◆ **Task statement**
Show every line in the rows below that contains the word "water", copying each line in full. Case counts, so match the string with its exact capitalization.

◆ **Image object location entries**
━━━━━━

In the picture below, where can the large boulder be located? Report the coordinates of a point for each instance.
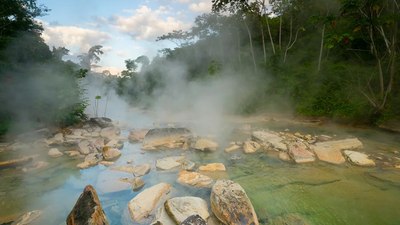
(269, 138)
(212, 167)
(299, 152)
(166, 138)
(168, 163)
(251, 146)
(137, 135)
(139, 170)
(110, 154)
(359, 158)
(87, 209)
(331, 151)
(230, 204)
(180, 208)
(194, 179)
(143, 204)
(91, 159)
(204, 144)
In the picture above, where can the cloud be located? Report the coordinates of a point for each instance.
(73, 37)
(147, 24)
(202, 6)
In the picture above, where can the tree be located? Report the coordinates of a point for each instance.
(91, 57)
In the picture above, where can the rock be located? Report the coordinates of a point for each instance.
(162, 218)
(267, 138)
(213, 167)
(110, 132)
(231, 205)
(194, 220)
(251, 146)
(106, 163)
(299, 153)
(232, 148)
(114, 143)
(359, 158)
(188, 165)
(204, 144)
(87, 209)
(91, 159)
(17, 162)
(58, 139)
(137, 135)
(139, 170)
(180, 208)
(28, 218)
(330, 151)
(290, 219)
(36, 166)
(166, 138)
(284, 156)
(72, 153)
(54, 152)
(110, 154)
(143, 204)
(194, 179)
(169, 163)
(102, 122)
(85, 147)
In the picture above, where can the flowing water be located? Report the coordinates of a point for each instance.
(320, 193)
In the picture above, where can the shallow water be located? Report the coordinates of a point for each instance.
(319, 192)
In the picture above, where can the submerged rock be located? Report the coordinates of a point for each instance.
(143, 204)
(28, 218)
(162, 218)
(251, 146)
(54, 152)
(359, 158)
(299, 153)
(169, 163)
(232, 148)
(102, 122)
(231, 205)
(212, 167)
(139, 170)
(330, 151)
(267, 138)
(204, 144)
(87, 209)
(180, 208)
(194, 179)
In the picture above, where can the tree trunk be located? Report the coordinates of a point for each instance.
(321, 48)
(251, 46)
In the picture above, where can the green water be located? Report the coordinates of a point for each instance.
(318, 192)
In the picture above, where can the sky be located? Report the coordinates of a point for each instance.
(125, 28)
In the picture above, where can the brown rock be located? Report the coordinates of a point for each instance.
(231, 205)
(87, 209)
(213, 167)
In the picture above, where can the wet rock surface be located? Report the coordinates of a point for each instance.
(230, 204)
(143, 204)
(180, 208)
(87, 209)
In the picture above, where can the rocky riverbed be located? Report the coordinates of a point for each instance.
(168, 175)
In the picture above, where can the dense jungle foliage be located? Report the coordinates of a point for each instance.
(37, 88)
(333, 58)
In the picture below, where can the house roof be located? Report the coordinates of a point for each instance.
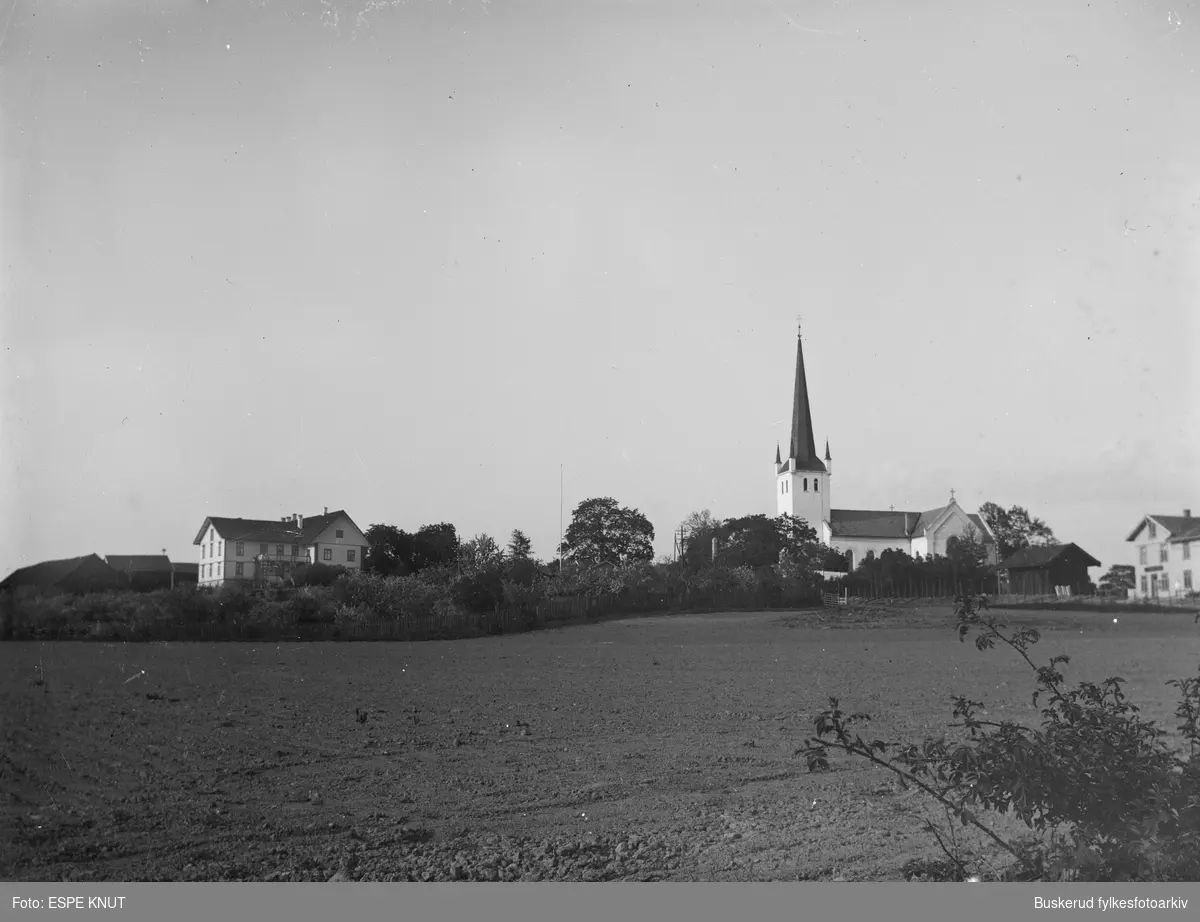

━━━━━━

◆ **Full response**
In the picture above, where can the flowing water be located? Report the coordinates of a point for each instance.
In the picture above, where can the shallow water be located? Report the coordinates of a point for each instance.
In the picture above, where can the green water be located? Report the coordinates of a point for each instance.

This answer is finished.